───── Material shown ─────
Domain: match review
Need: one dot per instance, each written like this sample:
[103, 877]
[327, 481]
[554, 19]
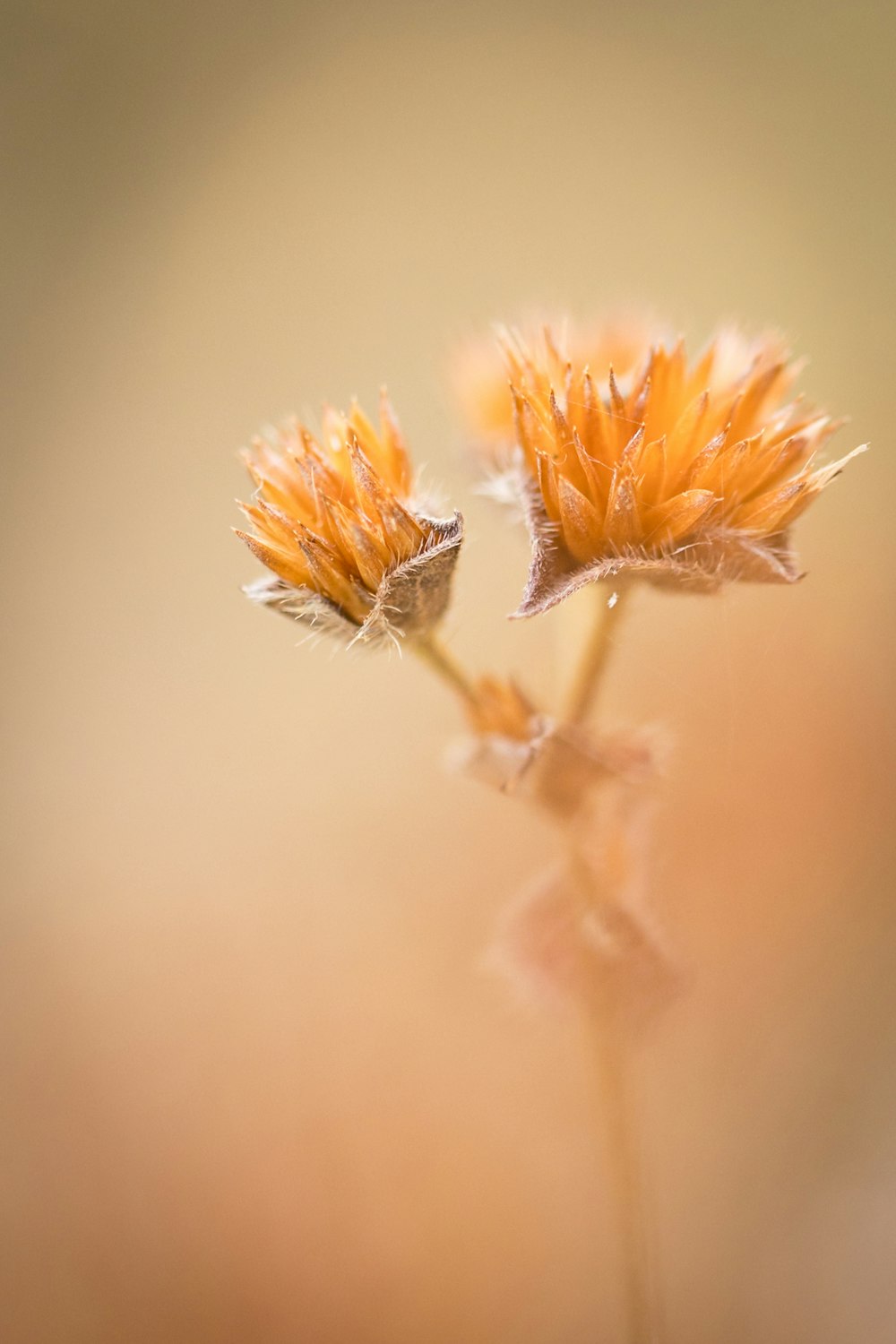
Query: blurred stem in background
[606, 1019]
─────
# The exercise
Render every line of the records above as a numbered list, omitting blank lines and leaving the pictures out.

# The solution
1. Domain: match review
2. Need: one dot per instance, each written like this sample:
3. [103, 877]
4. [327, 481]
5. [554, 19]
6. Query: blurred stem in background
7. [606, 1019]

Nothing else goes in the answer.